- **Extrait à lire**
######

Ces juifs, qui ne l’étaient plus et qui se reconnaissaient aussi à leur méconnaissance du judaïsme, étaient donc des juifs aveugles et errants en eux-mêmes, à la recherche sans fin de leur appartenance, mais ils étaient en même temps des simulacres de chrétiens. Ils vivaient en ce sens à travers une double imitation sans modèle ni exemple, celle de juifs qui ne l’étaient plus et de chrétiens qui ne le seraient jamais, comme les lois sur la pureté du sang, inventées pour les distinguer et les démasquer, allaient tragiquement le leur rappeler. Ils restaient les juifs qu’ils n’étaient plus et qu’ils ne savaient pas être, mais ne devenaient pourtant pas les chrétiens qu’ils paraissaient être mais qu’ils ne deviendraient pas aux yeux des chrétiens. Le marrane (ou la marrane) est sans cesse parjure, malgré lui et à son insu, et pour cette raison nul ne peut témoigner pour lui, ni s’autoriser à parler pour lui ou à sa place.

Ce double jeu des marranes ne signifie donc pas une double appartenance, mais plutôt une double étrangeté, une double apparition croisée avec une double disparition. Le juif n’apparaissant qu’à proportion qu’il disparaît dans le marrane, et le chrétien dissimulant sa « nouveauté » à mesure qu’il se présente avec un corps chrétien ; Derrida écrit : 

« […] si je suis une sorte de marrane de la culture catholique française, et j’ai aussi mon corps chrétien (…), je suis de ces marranes qui ne se disent même pas juifs dans le secret de leur cœur, non pour être des marranes authentifiées de part ou d’autre de la frontière publique, mais parce qu’ils doutent de tout, jamais ne se confessent ni renoncent aux lumières… ».

On peut remarquer un chiasme d’autant plus compliqué que le marrane n’est peut-être jamais autant juif que lorsqu’il joue le chrétien, ni jamais autant chrétien que lorsqu’il fait le juif qu’il fantasme. On voit ainsi comment Jacques Derrida a pu reconnaître, dans la figure du témoin aveugle condensée par le marrane, son propre destin qu’il ne dit même pas de juif et d’aveugle, de juif séparé du judaïsme et de la judéité. A-t-il pensé le double jeu marrane comme le chiffre secret de son travail philosophique, au moment où il présentait cette figure improbable comme son joker ?

######

- **Données**
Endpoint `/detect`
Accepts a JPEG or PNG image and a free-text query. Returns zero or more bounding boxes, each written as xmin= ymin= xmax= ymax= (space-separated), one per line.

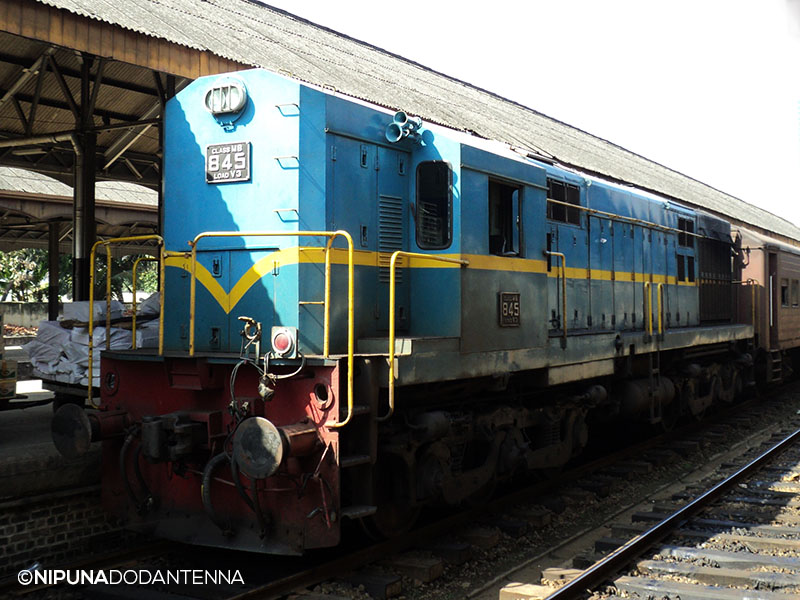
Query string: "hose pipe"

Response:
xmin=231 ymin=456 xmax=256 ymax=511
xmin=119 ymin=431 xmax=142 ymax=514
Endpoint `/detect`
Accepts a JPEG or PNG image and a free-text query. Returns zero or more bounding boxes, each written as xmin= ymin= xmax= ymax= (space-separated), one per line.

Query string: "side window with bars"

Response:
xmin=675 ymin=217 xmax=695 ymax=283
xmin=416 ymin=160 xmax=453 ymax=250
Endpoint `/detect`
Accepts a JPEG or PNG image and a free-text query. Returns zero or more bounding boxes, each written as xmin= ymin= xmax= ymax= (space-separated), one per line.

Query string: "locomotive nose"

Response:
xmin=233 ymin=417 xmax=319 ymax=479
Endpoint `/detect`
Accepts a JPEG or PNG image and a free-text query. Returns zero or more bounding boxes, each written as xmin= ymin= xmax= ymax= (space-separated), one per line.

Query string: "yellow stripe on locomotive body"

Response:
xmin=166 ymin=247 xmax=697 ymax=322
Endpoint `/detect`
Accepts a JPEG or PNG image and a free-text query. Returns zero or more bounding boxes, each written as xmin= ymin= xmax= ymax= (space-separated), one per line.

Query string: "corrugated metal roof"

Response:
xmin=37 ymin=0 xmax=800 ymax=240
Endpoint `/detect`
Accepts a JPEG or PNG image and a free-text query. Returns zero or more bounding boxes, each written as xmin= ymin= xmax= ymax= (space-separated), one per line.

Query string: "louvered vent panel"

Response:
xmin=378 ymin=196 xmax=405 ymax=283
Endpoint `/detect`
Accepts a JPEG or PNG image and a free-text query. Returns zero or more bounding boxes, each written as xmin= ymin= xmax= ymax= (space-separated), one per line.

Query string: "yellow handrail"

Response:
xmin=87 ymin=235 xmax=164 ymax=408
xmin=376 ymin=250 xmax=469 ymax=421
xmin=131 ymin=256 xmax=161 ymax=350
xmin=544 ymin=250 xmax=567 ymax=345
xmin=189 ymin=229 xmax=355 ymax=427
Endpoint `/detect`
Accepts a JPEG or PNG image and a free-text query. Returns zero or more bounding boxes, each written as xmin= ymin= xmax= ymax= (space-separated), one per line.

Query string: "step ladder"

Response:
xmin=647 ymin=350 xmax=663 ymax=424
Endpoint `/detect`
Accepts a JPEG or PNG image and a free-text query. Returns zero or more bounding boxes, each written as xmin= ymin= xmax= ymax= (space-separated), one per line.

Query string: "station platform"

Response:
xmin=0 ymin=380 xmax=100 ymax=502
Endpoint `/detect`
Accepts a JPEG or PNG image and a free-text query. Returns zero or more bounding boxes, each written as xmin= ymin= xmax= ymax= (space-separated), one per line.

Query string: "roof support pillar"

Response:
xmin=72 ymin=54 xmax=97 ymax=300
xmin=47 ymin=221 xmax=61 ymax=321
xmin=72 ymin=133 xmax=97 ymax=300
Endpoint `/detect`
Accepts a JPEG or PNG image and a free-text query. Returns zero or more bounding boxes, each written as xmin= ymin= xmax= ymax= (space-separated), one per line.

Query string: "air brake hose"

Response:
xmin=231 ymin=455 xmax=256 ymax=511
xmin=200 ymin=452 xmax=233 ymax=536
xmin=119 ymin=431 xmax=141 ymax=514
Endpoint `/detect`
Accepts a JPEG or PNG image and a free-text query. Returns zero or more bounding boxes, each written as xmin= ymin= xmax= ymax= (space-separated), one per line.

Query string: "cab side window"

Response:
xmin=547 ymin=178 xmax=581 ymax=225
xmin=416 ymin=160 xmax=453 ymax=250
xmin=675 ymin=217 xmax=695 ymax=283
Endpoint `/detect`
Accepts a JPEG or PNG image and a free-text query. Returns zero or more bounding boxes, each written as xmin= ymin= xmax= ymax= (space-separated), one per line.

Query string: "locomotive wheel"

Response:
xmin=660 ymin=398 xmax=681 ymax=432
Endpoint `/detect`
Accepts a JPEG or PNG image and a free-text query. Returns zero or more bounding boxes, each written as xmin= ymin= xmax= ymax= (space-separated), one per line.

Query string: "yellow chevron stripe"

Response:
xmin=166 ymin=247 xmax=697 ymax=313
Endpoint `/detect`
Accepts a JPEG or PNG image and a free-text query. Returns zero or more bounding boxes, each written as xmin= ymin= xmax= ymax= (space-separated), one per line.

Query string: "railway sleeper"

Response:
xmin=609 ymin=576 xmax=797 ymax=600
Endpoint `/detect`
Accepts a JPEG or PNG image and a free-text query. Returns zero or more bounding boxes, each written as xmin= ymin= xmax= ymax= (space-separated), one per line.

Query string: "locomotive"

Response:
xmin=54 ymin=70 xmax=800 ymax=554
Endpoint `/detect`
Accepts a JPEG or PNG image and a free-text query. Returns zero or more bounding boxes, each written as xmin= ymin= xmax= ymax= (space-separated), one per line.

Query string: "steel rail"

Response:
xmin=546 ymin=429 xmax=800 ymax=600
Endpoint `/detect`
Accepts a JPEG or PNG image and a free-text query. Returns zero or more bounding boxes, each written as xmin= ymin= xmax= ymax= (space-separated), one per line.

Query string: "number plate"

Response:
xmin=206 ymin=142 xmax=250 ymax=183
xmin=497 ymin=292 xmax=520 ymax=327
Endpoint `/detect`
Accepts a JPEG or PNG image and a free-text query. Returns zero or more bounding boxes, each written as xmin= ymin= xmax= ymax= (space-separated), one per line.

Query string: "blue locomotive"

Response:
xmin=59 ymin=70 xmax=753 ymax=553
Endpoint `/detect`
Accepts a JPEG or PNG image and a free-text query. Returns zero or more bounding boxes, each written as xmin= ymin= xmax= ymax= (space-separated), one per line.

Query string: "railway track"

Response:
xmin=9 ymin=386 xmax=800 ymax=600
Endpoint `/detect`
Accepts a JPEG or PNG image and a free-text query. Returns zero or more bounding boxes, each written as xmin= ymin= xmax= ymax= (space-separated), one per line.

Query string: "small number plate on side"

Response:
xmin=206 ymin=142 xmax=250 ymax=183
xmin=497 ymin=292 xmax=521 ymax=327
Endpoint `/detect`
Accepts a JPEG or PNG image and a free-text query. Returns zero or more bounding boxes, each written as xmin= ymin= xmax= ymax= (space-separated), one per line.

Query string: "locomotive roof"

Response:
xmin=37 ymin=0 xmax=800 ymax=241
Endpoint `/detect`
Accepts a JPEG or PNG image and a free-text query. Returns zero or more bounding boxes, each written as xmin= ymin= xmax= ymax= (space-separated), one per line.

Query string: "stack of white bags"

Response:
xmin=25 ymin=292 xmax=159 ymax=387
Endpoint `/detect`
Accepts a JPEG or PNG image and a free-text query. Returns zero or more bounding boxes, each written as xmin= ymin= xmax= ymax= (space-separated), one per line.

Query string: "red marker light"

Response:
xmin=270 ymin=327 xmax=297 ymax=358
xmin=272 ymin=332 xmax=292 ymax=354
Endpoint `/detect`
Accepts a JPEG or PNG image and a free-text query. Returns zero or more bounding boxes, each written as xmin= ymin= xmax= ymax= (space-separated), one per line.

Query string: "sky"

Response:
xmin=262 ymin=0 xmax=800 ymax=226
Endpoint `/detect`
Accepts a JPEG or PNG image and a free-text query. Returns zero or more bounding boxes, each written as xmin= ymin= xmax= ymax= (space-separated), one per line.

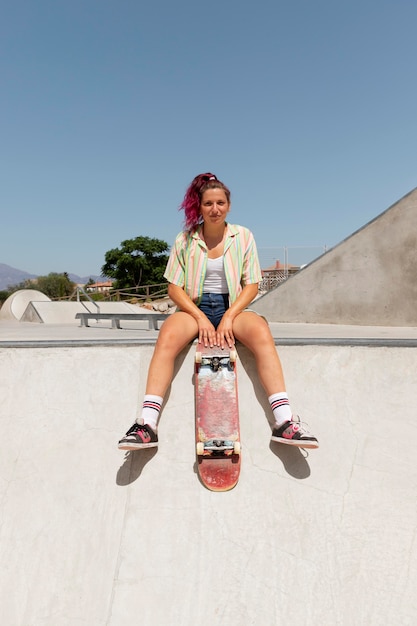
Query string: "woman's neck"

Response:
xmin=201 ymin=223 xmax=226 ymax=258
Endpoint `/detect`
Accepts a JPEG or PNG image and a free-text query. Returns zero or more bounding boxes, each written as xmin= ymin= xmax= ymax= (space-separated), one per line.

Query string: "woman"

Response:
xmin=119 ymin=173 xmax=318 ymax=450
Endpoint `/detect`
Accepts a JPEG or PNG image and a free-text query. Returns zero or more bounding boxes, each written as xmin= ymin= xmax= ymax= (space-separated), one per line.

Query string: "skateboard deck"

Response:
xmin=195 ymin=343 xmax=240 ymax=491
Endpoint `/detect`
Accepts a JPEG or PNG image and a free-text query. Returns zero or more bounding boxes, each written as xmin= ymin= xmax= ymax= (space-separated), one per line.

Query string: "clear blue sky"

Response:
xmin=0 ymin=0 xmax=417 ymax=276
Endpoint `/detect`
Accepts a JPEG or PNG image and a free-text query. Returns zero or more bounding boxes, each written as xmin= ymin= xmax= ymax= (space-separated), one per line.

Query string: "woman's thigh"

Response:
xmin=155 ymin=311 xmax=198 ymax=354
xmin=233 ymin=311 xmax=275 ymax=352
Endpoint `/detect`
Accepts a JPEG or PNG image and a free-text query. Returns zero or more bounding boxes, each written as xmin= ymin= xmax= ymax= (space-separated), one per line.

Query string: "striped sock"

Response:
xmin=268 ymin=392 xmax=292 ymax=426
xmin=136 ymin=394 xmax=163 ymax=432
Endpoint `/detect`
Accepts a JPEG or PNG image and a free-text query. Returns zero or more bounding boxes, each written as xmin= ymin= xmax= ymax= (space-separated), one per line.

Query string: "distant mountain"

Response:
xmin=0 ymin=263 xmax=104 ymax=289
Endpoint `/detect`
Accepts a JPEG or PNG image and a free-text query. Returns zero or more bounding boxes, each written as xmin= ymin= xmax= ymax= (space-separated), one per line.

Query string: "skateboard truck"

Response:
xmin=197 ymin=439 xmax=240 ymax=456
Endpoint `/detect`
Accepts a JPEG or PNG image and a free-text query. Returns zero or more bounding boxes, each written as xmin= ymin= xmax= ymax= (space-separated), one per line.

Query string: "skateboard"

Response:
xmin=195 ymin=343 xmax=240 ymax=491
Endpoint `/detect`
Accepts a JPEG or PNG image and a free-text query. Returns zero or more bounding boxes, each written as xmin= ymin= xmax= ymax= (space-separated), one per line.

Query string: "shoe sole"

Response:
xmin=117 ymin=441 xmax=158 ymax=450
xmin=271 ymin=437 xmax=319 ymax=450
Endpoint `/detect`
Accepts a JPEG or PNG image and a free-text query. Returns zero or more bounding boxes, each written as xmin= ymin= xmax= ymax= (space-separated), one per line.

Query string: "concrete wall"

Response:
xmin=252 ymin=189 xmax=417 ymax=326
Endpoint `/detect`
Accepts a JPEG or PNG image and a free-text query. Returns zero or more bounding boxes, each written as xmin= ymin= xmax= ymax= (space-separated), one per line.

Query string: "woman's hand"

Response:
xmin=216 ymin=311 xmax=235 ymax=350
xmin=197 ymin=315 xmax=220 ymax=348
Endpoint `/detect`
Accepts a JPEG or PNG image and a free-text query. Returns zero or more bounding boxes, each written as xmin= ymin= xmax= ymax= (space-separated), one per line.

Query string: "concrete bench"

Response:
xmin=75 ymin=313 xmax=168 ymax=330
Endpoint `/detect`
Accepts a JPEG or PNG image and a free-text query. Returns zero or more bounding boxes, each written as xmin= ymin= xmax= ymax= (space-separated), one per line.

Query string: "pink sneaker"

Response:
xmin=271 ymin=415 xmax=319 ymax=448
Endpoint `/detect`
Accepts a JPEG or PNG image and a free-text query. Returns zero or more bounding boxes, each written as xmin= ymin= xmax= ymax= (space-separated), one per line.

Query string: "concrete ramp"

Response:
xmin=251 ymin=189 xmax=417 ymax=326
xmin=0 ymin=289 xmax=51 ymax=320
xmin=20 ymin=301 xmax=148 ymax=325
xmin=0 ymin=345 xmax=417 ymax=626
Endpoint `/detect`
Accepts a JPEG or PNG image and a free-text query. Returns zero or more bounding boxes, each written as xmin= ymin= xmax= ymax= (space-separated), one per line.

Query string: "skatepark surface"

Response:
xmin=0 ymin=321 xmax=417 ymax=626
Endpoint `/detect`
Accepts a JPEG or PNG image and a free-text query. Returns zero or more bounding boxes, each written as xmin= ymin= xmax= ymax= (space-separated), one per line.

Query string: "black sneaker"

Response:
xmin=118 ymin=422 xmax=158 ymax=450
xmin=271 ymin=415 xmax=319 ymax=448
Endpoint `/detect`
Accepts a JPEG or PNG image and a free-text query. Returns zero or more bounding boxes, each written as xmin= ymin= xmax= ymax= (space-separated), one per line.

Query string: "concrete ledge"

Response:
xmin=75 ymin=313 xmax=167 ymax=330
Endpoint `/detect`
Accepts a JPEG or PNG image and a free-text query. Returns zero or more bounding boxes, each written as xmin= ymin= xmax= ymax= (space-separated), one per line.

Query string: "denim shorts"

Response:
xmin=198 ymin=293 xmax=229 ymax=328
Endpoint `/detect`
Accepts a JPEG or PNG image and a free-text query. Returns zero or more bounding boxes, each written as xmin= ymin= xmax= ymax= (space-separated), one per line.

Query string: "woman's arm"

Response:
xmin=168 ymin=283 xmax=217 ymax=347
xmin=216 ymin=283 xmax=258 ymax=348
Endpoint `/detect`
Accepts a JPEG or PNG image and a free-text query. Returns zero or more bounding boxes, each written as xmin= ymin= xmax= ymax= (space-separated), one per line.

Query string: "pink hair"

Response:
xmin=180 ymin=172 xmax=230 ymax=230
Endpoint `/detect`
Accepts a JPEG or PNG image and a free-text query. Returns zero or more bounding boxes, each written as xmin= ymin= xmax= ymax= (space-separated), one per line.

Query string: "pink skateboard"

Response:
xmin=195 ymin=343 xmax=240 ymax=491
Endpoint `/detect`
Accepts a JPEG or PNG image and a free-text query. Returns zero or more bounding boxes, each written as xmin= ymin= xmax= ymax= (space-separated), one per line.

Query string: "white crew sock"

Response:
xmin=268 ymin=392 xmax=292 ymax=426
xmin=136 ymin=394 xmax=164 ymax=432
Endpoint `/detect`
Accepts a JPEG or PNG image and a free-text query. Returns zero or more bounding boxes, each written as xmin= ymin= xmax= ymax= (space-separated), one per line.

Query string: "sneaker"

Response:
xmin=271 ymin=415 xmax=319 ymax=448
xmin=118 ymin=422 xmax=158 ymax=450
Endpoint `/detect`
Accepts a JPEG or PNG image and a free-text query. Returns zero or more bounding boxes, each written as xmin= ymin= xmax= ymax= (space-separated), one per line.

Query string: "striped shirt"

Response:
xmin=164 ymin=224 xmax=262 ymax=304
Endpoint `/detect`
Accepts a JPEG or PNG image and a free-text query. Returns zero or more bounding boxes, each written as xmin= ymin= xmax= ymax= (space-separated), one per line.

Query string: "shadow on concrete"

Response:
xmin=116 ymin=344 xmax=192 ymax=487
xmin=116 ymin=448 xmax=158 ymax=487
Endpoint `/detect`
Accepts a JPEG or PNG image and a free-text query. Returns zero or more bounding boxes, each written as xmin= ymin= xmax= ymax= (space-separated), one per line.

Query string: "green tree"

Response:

######

- **Énoncé écrit A**
Relevez, dans l'extrait sur les marranes, tous les noms précédés de l'adjectif « double », chacun une seule fois et dans l'ordre de leur première apparition.
- **Énoncé écrit B**
Affichez sans aucune modification le passage des lignes de données qui va du début de ces lignes jusqu'à la ligne contenant « xmin=166 ymin=247 xmax=697 ymax=322 », les deux bornes comprises. Omettez les images dans votre réponse.

- **Sortie attendue A**
imitation, jeu, appartenance, étrangeté, apparition, disparition

- **Sortie attendue B**
Endpoint `/detect`
Accepts a JPEG or PNG image and a free-text query. Returns zero or more bounding boxes, each written as xmin= ymin= xmax= ymax= (space-separated), one per line.

Query string: "hose pipe"

Response:
xmin=231 ymin=456 xmax=256 ymax=511
xmin=119 ymin=431 xmax=142 ymax=514
Endpoint `/detect`
Accepts a JPEG or PNG image and a free-text query. Returns zero or more bounding boxes, each written as xmin= ymin= xmax= ymax= (space-separated), one per line.

Query string: "side window with bars"

Response:
xmin=675 ymin=217 xmax=695 ymax=283
xmin=416 ymin=160 xmax=453 ymax=250
Endpoint `/detect`
Accepts a JPEG or PNG image and a free-text query. Returns zero or more bounding boxes, each written as xmin= ymin= xmax= ymax= (space-separated), one per line.

Query string: "locomotive nose"

Response:
xmin=233 ymin=417 xmax=319 ymax=479
Endpoint `/detect`
Accepts a JPEG or PNG image and a free-text query. Returns zero or more bounding boxes, each written as xmin= ymin= xmax= ymax= (space-separated), one per line.

Query string: "yellow stripe on locomotive body"

Response:
xmin=166 ymin=247 xmax=697 ymax=322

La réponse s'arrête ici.